* What to work on
Please give the data below again in full, exactly as it stands.

* Given records
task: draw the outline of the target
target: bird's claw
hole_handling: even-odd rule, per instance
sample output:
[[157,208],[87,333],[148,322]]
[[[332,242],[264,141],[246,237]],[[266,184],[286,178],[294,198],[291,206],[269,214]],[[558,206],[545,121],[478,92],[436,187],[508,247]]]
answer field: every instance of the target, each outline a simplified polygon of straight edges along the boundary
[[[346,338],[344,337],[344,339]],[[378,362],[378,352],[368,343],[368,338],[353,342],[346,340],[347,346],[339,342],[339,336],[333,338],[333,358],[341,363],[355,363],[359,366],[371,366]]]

* Task output
task: draw the outline of the target
target: bird's claw
hole_handling: even-odd rule, per instance
sample output:
[[157,208],[87,333],[148,322]]
[[[332,242],[264,141],[246,237]],[[266,184],[286,178],[294,198],[291,206],[269,214]],[[558,206],[545,121],[478,92],[436,187],[508,247]]]
answer field: every instance of the target, each outline a simplified polygon of straight edges along the boundary
[[[346,338],[344,337],[344,339]],[[378,362],[378,352],[368,343],[368,338],[353,342],[346,340],[347,346],[339,342],[339,336],[333,338],[333,358],[341,363],[355,363],[359,366],[371,366]]]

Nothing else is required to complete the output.